Dataset content -
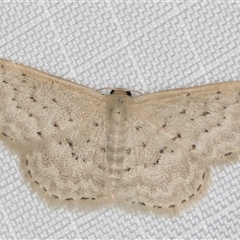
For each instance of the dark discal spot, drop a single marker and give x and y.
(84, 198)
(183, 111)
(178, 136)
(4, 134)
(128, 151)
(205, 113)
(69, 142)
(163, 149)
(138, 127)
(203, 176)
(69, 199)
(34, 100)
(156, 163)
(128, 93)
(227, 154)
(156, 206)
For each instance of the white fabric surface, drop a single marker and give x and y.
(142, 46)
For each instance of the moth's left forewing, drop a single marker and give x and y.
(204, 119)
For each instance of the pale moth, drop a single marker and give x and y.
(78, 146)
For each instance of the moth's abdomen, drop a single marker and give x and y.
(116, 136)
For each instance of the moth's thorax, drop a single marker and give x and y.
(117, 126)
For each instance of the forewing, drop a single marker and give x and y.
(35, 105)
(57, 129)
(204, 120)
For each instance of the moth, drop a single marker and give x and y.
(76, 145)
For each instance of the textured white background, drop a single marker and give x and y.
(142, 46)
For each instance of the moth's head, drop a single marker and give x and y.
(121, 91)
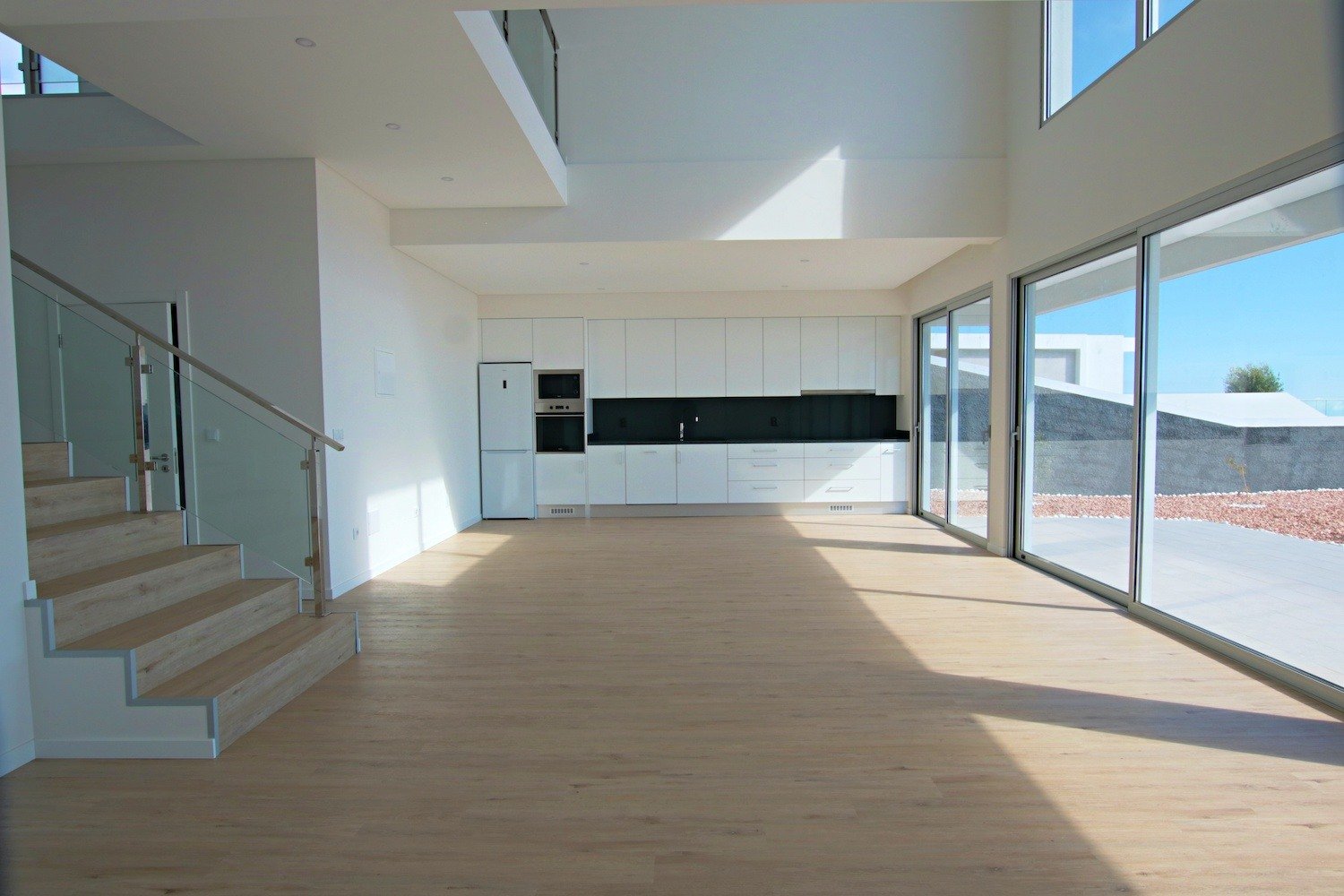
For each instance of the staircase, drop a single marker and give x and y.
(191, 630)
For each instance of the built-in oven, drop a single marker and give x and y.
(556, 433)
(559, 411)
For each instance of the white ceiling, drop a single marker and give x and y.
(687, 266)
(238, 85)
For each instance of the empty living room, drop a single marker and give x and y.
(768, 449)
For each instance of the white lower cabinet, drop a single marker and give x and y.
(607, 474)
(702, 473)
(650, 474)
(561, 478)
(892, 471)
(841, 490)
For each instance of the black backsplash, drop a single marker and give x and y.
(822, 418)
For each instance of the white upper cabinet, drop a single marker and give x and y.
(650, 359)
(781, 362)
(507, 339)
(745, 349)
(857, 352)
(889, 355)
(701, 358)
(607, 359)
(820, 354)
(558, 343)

* * *

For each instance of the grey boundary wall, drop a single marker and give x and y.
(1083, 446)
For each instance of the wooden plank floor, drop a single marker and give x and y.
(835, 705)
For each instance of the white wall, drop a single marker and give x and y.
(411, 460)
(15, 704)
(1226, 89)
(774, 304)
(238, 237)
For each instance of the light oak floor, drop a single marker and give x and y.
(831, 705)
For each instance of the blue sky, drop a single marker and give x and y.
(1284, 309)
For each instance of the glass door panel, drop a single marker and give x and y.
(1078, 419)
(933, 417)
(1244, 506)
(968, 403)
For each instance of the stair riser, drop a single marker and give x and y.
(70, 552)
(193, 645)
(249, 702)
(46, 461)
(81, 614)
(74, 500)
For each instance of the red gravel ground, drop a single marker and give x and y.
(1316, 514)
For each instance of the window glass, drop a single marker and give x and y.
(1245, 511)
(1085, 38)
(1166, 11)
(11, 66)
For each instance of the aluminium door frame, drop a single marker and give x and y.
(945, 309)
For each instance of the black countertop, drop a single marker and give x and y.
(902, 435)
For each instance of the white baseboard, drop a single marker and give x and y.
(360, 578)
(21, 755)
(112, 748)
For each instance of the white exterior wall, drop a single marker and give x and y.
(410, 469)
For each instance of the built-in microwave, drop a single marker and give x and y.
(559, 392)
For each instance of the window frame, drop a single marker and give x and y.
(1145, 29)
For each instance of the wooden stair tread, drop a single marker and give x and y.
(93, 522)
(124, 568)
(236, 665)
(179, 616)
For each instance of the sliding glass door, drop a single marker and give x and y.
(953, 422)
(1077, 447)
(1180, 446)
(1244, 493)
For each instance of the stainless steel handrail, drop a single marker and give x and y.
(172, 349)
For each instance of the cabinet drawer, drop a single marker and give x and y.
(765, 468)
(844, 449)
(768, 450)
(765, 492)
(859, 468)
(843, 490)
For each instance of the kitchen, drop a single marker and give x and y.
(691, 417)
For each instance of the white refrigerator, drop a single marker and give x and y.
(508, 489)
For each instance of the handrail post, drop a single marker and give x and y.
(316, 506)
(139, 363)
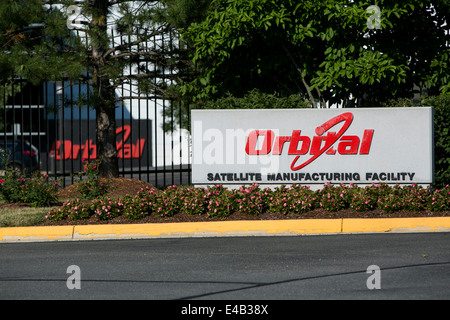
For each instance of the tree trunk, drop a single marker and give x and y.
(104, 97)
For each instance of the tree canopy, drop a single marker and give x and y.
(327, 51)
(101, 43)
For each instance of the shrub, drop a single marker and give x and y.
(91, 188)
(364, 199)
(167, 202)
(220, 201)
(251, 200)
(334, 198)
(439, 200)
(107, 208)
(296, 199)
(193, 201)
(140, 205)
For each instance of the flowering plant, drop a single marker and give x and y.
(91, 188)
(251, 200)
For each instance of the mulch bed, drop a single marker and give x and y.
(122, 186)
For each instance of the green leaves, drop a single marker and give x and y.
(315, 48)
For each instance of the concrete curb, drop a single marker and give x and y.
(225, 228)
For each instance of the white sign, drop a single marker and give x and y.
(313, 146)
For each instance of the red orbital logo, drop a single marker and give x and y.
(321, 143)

Do this - Copy out the material between the lines holding "For each instance of the grey" and "(1284, 309)", inclusive, substituting "pale oak floor" for "light oak floor" and changing nothing else.

Answer to this task -
For each instance of the grey boundary wall, drop a single marker and give x and y.
(1083, 446)
For each instance of the wooden plank floor, drop a single marker and give x and y.
(835, 705)
For each instance of the white wall, drop a single marker and give x and y.
(411, 460)
(15, 704)
(1226, 89)
(774, 304)
(238, 237)
For each instance of the pale oak floor, drop a single marker and give x and y.
(831, 705)
For each instance of the blue sky, drop a single marker and give x and y.
(1284, 309)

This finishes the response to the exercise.